* **Texte fourni**:
PARIS
Après le flux, le reflux, les boutiques de luxe chassent les galeries d’art.
PARIS - Lorsqu’il inaugure sa galerie parisienne, au 2 avenue Matignon en mars 2010, en plus des deux autres qu’il a en Belgique et celle de Saint-Paul-de-Vence, Guy Pieters explique alors que « Paris redevient une place forte pour l’art contemporain, que le quartier change et devient dynamique pour le marché ». Il a d’ailleurs été devancé, dès le mois d’octobre 2009, par la galerie Tornabuoni (au n° 16 de la même avenue), grosse pointure spécialisée dans l’art italien du XXe siècle. Ce qui à l’époque peut passer pour un frémissement devient carrément une effervescence lorsqu’en octobre 2010, Larry Gagosian ouvre, lui aussi, un espace (son neuvième dans le monde à cette date, il en a quatorze aujourd’hui) et s’installe à cent mètres, au 4 rue de Ponthieu. La rumeur va même circuler que la galerie Pace-Wildenstein, autre mastodonte mondial chercherait un espace.

* **Les consignes**:
**1.** Dans le texte sur les galeries d'art parisiennes, à quelle adresse Larry Gagosian ouvre-t-il un espace en octobre 2010 ?
**2.** Poursuivez le texte sur les galeries d'art parisiennes après sa dernière phrase.

* **Données**:
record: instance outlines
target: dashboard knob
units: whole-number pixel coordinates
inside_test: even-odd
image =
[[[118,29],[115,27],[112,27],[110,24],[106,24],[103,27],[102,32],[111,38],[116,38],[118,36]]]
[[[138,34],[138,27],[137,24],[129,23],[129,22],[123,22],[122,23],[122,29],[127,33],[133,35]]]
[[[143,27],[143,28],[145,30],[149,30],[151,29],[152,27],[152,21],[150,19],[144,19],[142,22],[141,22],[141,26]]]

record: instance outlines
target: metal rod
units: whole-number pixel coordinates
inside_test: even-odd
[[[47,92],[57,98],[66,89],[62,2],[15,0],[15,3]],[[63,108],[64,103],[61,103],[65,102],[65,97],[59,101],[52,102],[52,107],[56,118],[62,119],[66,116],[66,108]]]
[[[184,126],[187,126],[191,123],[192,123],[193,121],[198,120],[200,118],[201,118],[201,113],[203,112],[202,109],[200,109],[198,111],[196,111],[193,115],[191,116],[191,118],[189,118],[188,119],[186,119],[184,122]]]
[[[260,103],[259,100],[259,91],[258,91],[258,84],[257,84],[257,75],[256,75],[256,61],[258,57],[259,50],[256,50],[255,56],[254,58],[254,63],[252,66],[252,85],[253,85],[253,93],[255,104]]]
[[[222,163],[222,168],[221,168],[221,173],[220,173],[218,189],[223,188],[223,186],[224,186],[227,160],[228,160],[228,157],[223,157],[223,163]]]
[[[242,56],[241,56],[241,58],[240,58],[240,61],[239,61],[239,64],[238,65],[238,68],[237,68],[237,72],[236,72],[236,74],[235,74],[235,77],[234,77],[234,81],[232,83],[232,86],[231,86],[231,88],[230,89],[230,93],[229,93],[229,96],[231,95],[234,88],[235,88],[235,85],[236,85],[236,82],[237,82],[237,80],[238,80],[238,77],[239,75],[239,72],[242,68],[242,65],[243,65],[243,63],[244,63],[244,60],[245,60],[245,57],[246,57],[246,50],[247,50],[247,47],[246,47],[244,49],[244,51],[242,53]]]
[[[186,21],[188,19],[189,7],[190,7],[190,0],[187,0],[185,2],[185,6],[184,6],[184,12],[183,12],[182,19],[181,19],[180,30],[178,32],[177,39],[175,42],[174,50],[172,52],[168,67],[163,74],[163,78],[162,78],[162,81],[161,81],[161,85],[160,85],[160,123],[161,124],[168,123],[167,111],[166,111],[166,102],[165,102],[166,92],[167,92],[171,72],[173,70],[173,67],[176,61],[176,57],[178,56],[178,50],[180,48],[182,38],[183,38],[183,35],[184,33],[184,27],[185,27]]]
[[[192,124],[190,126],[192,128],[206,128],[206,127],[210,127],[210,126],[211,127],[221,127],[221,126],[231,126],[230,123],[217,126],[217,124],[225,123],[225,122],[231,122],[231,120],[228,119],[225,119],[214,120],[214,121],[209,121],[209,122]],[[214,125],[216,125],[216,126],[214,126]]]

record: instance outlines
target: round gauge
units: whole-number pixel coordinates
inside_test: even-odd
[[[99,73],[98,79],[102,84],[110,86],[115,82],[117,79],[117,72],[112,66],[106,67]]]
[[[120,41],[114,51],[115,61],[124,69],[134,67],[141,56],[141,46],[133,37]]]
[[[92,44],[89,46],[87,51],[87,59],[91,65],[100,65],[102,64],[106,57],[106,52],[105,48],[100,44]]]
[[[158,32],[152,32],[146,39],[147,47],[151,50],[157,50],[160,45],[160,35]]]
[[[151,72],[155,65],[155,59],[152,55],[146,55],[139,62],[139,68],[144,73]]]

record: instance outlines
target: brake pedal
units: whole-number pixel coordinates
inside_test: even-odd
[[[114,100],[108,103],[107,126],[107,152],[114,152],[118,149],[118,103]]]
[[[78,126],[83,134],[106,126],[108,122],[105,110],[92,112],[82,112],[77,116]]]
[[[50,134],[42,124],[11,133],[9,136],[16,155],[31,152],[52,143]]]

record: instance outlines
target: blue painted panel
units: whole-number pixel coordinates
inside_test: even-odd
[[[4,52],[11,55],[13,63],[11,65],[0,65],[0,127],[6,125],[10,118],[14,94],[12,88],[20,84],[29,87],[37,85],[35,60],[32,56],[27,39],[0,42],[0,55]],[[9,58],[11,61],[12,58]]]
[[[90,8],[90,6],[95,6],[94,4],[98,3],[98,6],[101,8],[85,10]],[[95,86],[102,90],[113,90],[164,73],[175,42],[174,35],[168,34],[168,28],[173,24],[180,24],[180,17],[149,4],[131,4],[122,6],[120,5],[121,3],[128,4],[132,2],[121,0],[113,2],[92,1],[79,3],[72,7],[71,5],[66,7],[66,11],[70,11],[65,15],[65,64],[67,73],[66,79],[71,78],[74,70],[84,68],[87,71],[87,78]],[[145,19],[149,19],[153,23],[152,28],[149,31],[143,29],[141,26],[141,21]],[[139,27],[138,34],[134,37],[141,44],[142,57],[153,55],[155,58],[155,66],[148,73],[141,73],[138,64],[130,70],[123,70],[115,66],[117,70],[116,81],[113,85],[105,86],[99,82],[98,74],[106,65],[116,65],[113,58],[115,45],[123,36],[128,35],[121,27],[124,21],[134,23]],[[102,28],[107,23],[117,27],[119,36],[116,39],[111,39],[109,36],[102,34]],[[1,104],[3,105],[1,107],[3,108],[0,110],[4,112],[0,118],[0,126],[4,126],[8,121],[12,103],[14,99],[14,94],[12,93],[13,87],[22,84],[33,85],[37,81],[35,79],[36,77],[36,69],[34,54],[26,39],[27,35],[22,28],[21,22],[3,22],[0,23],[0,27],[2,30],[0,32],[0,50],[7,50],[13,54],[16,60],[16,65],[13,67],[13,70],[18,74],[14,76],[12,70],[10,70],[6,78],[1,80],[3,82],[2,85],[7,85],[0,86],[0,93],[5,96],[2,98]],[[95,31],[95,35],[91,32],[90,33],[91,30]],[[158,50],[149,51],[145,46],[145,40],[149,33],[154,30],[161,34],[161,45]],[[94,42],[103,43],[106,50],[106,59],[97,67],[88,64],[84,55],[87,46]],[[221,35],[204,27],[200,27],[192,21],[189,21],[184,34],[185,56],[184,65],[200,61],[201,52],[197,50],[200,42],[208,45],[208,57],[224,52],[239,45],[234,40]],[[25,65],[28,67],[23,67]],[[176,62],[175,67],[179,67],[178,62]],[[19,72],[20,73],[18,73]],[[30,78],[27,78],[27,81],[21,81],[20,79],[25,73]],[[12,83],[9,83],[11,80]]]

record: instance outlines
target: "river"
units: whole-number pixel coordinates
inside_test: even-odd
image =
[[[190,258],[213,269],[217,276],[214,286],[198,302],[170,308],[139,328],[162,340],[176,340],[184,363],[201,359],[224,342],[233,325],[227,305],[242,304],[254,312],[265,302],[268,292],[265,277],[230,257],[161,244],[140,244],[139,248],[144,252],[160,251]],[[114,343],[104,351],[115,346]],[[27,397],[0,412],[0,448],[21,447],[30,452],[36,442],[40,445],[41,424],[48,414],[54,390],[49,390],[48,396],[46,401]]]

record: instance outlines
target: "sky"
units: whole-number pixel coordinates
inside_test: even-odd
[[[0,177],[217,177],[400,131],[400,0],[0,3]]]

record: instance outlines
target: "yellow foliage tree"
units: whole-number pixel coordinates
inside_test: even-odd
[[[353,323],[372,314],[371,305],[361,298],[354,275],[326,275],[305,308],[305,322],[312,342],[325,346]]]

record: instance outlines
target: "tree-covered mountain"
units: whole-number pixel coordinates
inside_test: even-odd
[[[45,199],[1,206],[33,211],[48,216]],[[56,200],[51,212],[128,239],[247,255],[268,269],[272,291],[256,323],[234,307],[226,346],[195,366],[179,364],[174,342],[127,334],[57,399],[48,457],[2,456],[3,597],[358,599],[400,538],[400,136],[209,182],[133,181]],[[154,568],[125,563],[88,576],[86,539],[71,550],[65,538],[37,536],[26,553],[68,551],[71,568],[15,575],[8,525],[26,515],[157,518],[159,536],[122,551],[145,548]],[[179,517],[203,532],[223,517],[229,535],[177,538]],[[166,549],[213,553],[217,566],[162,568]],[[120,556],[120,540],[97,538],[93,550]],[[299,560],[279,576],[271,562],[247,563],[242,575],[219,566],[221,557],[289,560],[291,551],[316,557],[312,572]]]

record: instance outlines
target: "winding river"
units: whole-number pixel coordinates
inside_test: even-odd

* **Liste des réponses**:
**1.** Au 4 rue de Ponthieu.

**2.**
L’effet Noirmont
Mais cinq ans plus tard, ce que certains voyaient comme un eldorado pour l’art contemporain, est en train de se transformer en morne plaine. Déjà, Guy Pieters a fermé très vite, fin 2011 (sa galerie sera reprise en mars 2012 par Laurent Strouk). Puis c’est surtout la fermeture de la galerie de Noirmont, en mars 2013, qui va faire l’effet d’une bombe. Et à retardement, en plus, puisqu’en septembre dernier, Bob Benamou met à son tour les clefs sous la porte de son 24, rue de Penthièvre. Remplacé par Françoise Livinec, il est parti se réinstaller au 7, rue Froissart avec Véronique Maxé, où il était il y a vingt ans. Enfin, le 4 mars dernier, Éric Dereumaux, cofondateur avec Éric Rodrigue de la galerie RX, fermait ses deux espaces de l’avenue Delcassé et annonçait son déménagement dans le Marais avec ouverture d’une nouvelle adresse en novembre prochain. Benamou et Dereumaux expliquent que la fermeture des Noirmont a accéléré une perte de fréquentation du public. « Il y a encore peu de temps, il y avait un vrai pôle art contemporain : en 500 mètres, il y avait un beau parcours. Aujourd’hui, les magasins de vêtements ont pris le dessus », souligne Dereumaux. Patrick Bongers (de la galerie Louis Carré) va dans le même sens : « On a le sentiment que l’avenue Matignon est rattrapée par le Faubourg Saint-Honoré en ce qui concerne le shopping de luxe ».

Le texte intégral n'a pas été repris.